* RECORDS:
# # # # # # #

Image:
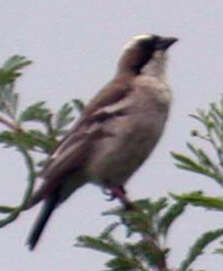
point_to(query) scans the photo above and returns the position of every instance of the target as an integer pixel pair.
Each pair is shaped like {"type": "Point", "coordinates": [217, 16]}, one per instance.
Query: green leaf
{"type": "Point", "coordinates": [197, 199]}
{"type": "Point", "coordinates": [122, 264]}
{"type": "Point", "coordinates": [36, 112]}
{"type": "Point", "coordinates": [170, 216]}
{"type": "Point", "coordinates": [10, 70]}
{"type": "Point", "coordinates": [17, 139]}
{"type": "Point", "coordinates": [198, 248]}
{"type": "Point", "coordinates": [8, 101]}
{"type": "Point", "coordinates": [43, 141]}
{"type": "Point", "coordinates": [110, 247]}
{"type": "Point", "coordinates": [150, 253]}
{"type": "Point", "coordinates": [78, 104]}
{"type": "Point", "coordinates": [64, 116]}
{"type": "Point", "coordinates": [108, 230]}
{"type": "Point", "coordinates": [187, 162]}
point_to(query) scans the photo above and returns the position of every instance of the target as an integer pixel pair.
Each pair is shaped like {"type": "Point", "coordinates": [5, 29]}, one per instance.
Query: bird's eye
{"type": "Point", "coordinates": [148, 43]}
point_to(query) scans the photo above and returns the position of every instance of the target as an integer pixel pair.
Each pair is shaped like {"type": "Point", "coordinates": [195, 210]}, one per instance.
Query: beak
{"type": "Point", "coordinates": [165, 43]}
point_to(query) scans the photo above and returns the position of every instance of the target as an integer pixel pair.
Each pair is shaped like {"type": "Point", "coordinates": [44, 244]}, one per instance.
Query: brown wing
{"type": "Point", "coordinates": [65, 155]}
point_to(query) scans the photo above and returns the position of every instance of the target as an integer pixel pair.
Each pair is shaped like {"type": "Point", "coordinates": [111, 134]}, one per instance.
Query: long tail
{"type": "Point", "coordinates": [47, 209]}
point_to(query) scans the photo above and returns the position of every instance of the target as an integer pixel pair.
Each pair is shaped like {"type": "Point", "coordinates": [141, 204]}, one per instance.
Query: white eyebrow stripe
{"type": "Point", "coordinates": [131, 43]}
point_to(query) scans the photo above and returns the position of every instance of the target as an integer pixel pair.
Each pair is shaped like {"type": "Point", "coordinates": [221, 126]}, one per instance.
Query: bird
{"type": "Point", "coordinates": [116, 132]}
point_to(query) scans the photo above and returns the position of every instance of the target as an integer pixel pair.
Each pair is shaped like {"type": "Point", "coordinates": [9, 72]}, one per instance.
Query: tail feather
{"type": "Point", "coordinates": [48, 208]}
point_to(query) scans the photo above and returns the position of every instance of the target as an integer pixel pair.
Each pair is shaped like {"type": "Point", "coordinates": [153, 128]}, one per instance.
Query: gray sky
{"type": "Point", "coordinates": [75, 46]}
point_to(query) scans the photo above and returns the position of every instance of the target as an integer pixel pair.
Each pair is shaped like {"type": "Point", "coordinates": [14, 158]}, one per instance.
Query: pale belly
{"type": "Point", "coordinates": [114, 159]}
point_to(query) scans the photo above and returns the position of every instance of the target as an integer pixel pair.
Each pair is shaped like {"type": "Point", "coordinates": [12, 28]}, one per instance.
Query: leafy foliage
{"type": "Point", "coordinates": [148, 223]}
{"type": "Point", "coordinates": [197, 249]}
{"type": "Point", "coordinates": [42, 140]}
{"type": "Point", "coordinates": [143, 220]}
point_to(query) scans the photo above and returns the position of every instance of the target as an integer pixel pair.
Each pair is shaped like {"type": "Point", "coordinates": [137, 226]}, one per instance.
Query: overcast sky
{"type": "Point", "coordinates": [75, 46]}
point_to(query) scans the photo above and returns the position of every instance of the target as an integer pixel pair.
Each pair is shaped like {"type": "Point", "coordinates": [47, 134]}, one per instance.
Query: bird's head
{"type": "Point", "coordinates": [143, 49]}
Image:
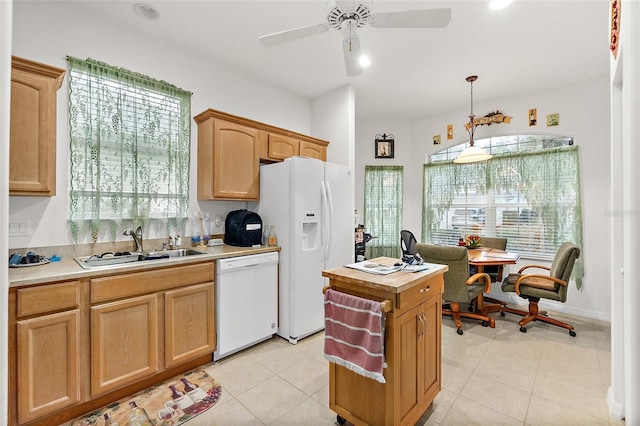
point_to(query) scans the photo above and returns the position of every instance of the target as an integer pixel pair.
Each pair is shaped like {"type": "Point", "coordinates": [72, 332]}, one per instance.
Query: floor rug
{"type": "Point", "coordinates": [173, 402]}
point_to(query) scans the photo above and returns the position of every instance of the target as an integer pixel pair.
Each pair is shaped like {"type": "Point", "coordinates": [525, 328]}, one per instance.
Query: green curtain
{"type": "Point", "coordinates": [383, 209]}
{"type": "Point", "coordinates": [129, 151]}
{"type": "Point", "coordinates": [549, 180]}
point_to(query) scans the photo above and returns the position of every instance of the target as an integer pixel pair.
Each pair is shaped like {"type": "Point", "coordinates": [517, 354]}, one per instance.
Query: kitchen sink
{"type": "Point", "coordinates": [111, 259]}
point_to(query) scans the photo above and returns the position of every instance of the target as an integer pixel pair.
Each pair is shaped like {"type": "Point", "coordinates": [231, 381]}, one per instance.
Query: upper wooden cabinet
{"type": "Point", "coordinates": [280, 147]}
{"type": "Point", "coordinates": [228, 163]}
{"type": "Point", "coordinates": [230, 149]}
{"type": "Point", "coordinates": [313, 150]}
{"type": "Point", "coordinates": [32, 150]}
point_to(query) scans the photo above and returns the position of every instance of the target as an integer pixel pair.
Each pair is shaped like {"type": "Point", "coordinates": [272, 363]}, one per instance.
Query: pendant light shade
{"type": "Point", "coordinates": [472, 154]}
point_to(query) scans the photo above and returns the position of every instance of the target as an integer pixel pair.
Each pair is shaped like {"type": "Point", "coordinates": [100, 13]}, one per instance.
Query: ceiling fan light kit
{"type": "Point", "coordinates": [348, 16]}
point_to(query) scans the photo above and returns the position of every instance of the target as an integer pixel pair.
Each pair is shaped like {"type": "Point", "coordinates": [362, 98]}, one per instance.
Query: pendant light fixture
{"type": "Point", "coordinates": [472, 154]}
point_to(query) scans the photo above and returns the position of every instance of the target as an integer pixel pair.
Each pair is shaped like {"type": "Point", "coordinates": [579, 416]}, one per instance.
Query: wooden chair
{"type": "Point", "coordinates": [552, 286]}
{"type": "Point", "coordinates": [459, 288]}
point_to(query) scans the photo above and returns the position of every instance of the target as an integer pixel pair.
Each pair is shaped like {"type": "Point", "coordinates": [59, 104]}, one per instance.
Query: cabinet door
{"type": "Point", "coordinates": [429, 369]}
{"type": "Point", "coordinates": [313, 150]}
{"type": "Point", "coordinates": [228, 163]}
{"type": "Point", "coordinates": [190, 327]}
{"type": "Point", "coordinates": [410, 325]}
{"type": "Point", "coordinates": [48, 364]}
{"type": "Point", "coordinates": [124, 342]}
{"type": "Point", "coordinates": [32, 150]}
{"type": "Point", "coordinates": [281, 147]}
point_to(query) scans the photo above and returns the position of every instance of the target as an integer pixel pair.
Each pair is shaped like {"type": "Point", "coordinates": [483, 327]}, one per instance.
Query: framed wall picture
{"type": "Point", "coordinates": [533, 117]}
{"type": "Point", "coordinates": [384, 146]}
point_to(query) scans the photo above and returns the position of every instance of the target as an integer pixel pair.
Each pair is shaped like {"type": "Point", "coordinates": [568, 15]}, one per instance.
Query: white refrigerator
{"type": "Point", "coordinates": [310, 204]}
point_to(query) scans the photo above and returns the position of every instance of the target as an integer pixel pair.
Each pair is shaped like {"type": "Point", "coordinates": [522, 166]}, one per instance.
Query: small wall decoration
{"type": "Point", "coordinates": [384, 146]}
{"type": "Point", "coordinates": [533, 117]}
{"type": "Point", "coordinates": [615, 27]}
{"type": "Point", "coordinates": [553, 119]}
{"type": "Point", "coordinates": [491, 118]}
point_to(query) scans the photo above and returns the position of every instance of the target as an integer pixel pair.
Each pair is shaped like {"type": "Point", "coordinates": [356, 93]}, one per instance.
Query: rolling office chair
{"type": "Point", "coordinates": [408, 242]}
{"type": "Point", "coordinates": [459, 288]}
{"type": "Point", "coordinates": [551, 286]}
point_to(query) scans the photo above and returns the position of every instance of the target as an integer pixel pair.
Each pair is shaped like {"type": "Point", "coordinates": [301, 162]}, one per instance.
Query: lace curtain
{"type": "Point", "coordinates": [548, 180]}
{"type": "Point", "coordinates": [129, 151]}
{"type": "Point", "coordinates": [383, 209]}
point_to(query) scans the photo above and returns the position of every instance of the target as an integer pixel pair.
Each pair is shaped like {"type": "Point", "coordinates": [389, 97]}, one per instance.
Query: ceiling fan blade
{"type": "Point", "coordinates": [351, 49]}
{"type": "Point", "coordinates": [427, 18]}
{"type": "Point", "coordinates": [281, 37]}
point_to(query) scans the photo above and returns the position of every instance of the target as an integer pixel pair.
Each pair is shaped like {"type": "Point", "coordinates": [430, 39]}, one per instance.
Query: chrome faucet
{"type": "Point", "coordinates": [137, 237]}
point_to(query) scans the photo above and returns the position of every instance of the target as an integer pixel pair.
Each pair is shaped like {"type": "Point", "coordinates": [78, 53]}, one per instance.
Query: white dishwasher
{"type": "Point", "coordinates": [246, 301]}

# # # # # # #

* EXERCISE:
Copy out every line in the records above that includes the word "white".

* THE COMPLETED TASK:
Query: white eyebrow stripe
Query: white refrigerator
Query: white dishwasher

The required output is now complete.